WRITTEN REQUEST -
Copy out only the rows starting with the line with "Q: Can you identify the wooden balustrade" and going on through the line with "0;0;520;376", changing "wooden balustrade" to "wooden railing" and leaving everything else the same.

(Records of labeled boxes)
_ _ _ _ _
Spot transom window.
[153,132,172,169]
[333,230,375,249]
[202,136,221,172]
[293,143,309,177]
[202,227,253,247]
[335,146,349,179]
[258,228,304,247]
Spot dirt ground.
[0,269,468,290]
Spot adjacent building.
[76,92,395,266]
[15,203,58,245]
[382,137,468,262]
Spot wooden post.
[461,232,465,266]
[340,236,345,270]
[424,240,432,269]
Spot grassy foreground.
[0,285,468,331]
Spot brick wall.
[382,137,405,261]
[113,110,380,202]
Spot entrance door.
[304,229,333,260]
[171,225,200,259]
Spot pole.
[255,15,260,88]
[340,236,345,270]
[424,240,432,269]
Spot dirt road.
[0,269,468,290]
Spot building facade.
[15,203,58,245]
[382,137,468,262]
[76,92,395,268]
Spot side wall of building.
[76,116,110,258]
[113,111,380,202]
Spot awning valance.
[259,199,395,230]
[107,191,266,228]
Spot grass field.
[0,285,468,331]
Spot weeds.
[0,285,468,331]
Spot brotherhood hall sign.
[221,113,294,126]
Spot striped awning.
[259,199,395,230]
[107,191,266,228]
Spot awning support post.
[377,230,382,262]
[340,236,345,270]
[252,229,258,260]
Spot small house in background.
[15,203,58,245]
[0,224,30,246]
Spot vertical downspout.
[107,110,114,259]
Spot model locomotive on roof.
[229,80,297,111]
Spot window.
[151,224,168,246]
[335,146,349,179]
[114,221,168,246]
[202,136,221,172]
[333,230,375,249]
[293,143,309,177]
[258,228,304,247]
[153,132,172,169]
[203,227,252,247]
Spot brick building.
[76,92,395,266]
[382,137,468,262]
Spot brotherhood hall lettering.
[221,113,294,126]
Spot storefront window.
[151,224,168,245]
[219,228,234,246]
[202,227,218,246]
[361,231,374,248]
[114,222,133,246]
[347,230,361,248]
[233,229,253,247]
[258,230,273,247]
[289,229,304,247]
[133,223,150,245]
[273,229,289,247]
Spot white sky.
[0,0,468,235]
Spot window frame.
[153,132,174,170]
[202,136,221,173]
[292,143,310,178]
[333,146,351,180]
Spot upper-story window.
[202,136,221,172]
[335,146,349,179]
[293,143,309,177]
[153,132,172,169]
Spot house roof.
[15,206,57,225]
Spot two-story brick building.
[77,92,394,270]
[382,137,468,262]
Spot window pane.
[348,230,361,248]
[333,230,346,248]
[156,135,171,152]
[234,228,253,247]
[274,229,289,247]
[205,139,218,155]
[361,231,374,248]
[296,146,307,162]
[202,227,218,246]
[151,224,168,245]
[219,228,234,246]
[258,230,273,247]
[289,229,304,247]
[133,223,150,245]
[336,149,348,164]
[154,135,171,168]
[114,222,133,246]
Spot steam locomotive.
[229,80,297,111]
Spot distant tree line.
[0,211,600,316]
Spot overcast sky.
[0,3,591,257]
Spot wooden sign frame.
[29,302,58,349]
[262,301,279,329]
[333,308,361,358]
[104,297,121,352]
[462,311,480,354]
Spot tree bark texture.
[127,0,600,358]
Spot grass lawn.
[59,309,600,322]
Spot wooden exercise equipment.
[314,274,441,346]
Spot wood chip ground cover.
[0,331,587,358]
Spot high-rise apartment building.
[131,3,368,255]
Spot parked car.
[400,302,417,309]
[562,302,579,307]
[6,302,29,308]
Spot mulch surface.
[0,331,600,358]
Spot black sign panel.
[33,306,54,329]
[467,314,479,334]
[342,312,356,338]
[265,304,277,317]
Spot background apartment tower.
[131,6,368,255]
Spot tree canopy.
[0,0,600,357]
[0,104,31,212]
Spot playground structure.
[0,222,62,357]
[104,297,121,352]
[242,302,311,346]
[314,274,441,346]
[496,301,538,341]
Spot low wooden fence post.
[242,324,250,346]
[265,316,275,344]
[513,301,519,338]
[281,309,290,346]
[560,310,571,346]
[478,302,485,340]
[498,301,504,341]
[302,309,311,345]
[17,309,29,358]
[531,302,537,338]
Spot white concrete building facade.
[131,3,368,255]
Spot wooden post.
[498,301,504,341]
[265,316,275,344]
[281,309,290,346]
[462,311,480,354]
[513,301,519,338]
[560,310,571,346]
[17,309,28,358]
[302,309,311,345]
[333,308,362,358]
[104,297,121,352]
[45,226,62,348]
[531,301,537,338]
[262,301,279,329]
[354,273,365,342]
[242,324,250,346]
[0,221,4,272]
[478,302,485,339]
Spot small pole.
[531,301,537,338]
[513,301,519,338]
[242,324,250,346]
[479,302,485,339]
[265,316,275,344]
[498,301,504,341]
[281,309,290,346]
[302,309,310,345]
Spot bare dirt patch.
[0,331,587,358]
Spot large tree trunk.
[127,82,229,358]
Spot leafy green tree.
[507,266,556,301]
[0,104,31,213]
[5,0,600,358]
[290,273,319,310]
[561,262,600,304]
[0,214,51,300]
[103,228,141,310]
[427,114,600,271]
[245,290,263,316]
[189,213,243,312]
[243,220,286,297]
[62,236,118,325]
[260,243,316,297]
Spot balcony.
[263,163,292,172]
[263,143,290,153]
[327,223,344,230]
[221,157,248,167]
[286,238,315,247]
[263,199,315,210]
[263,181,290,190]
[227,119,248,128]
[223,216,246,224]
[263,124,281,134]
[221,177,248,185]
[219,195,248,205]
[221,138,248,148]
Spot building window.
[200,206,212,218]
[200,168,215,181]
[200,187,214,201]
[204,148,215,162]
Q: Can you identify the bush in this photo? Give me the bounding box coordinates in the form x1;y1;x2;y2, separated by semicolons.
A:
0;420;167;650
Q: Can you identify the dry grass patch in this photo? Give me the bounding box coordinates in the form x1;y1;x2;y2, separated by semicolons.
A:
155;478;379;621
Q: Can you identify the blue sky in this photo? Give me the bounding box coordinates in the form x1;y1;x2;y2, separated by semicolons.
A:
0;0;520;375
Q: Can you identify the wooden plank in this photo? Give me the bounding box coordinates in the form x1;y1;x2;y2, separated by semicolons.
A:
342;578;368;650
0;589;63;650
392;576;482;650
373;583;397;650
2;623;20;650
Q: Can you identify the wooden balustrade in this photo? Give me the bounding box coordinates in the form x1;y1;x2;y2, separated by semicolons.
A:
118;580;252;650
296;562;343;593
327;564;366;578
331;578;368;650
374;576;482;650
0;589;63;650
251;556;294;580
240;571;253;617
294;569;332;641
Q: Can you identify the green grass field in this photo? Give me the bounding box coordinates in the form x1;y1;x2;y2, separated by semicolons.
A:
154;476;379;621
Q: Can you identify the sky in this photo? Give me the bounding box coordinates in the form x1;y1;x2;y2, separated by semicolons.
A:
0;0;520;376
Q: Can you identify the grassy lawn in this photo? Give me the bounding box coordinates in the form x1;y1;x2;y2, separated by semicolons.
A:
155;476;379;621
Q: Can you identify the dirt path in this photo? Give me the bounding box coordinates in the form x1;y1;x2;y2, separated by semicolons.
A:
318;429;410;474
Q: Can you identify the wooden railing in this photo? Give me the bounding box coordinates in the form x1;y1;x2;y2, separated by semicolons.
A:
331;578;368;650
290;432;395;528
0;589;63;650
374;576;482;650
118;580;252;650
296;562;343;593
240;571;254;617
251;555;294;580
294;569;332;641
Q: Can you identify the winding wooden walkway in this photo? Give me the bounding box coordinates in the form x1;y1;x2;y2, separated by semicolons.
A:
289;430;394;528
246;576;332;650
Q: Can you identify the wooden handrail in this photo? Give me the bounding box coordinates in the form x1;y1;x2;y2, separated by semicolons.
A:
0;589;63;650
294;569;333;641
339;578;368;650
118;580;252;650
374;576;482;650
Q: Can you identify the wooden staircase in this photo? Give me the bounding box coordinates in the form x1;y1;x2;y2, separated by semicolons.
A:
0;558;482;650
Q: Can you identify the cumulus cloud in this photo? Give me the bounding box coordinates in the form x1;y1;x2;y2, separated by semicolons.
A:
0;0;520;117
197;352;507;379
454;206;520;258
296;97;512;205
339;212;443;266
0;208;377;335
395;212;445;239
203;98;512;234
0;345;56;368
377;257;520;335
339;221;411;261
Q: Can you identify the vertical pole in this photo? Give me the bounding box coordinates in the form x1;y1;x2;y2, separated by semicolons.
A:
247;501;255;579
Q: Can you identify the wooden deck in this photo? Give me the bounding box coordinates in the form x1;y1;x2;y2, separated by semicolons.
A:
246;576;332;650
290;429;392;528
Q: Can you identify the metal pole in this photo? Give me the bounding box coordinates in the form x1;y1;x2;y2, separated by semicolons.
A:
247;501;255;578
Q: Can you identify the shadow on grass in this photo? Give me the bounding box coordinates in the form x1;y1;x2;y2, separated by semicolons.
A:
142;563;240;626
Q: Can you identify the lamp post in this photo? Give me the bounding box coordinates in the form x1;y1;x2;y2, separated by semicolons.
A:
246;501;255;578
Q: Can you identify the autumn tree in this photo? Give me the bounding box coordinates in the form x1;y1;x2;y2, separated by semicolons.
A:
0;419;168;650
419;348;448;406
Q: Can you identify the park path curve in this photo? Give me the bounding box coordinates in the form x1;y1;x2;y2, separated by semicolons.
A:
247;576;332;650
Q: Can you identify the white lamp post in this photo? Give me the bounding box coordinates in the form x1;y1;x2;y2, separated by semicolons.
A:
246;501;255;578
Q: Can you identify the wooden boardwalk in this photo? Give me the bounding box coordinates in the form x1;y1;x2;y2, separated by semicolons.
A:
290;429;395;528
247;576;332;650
_ _ _ _ _
THE COMPLETED TASK -
Q: Can you identify the wooden railing in this photo? Give me the bounding box coordinates in the form x1;y1;x2;y2, separated by semicolons.
A:
118;580;252;650
296;562;343;593
327;564;366;578
331;578;368;650
374;576;482;650
0;589;63;650
251;556;294;580
240;571;253;617
294;569;332;641
Q: Can you identify the green grass field in this photo? Give me the bounding box coordinates in the form x1;y1;x2;y2, separated by semicolons.
A:
154;476;379;621
Q: Can you identify the sky in this photo? Give me the bounding box coordinates in the form x1;y1;x2;y2, separated by semicolons.
A:
0;0;520;376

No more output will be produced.